READING PASSAGE -

Imagine that your spouse wakes up in the middle of the night with severe chest pain. You call 911 and follow the ambulance to the hospital. When you ask the doctor about your spouse’s condition, he asks you if you have documentation which names you as your spouse’s HIPAA “personal representative.” HIPAA you say, what’s HIPAA?
HIPAA is the Health Insurance Portability and Accountability Act.
Under HIPAA, health care providers can only release your medical information to you or your “personal representative”, which HIPAA defines as someone authorized to make medical decisions for you under state law. This should include someone appointed to act for you under a medical power of attorney.
However, under Michigan law, before someone is authorized to act on your behalf pursuant to a medical power of attorney two physicians must certify in writing that you are disabled. But if the person seeking to act has not been designated by you as your HIPAA “personal representative” ahead of time, the doctors won’t provide such letters. HIPAA creates a vicious circle for those trying to use a medical power of attorney in Michigan. Unless a HIPAA “personal representative” designation is part of your estate plan, your medical power of attorney is rendered moot.
Complicating matters further is the fact that health care providers are understandably erring on the side of caution rather than risk the civil and criminal penalties imposed for violating HIPAA. This narrow interpretation of HIPAA creates situations where parents are unable to determine their adult child’s condition and persons responsible for the care of an elderly parent are kept out of the information loop. Even if you have powers of attorney, if they don’t reference HIPAA then providers won’t release medical information.

MATERIAL PROVIDED -
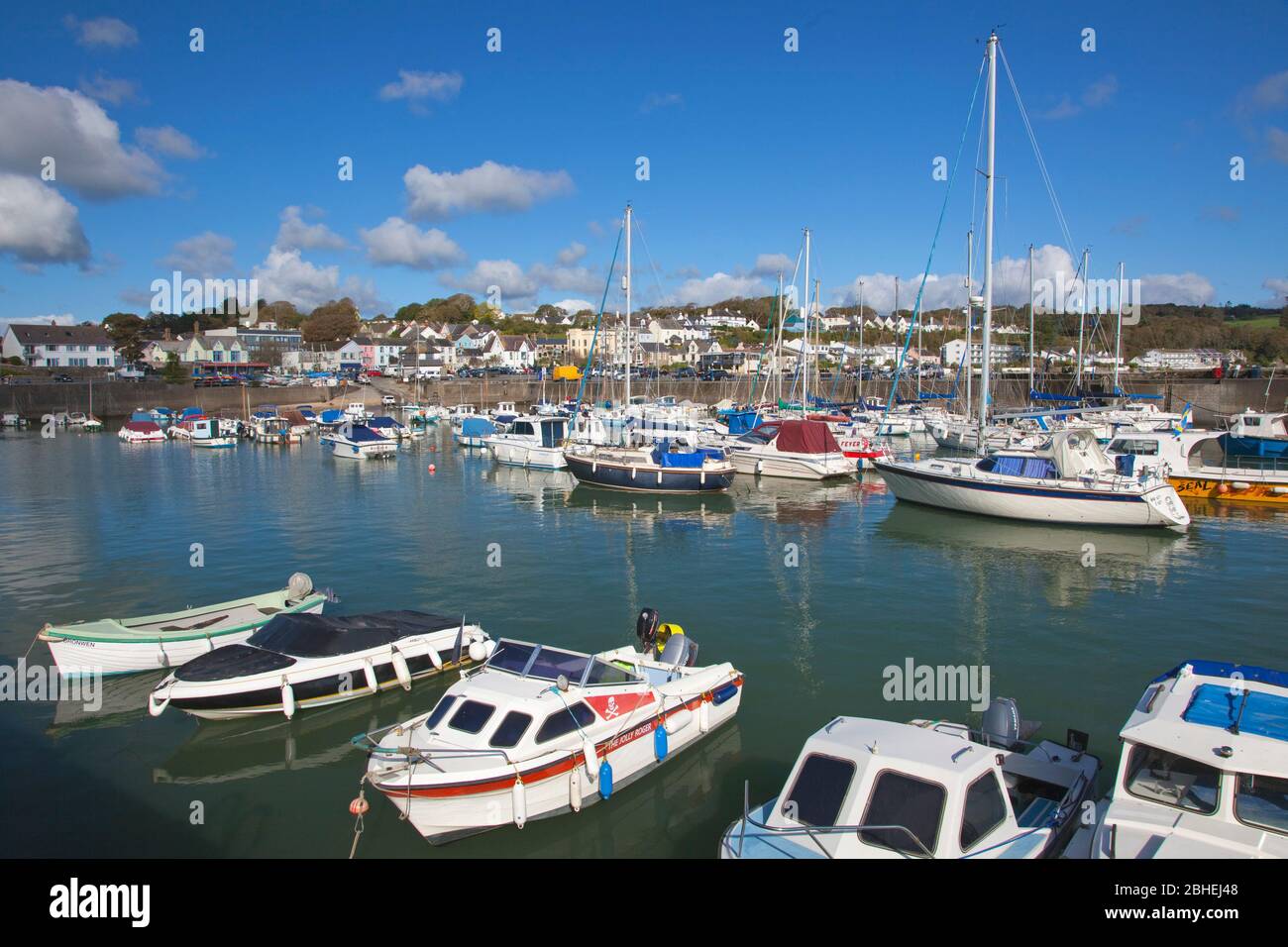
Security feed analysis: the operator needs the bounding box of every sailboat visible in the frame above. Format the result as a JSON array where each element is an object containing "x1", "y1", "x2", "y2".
[
  {"x1": 873, "y1": 33, "x2": 1190, "y2": 527},
  {"x1": 564, "y1": 204, "x2": 737, "y2": 493}
]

USING THE INFORMATION -
**a)** Condense the paragraph of the HIPAA text that begins "However, under Michigan law" into a short bulleted list that keeps its main facts.
**b)** Rewrite the part of the HIPAA text starting at "However, under Michigan" and ending at "is rendered moot.", replacing "vicious circle" with "catch-22".

SOLVED PROBLEMS -
**a)**
- Under Michigan law, two physicians must certify in writing that you are disabled before anyone can act for you under a medical power of attorney.
- Doctors won't write those certifications unless you named that person as your HIPAA "personal representative" in advance.
- This makes a vicious circle for people trying to use a medical power of attorney in Michigan.
- If your estate plan has no HIPAA "personal representative" designation, your medical power of attorney is rendered moot.

**b)**
However, under Michigan law, before someone is authorized to act on your behalf pursuant to a medical power of attorney two physicians must certify in writing that you are disabled. But if the person seeking to act has not been designated by you as your HIPAA “personal representative” ahead of time, the doctors won’t provide such letters. HIPAA creates a catch-22 for those trying to use a medical power of attorney in Michigan. Unless a HIPAA “personal representative” designation is part of your estate plan, your medical power of attorney is rendered moot.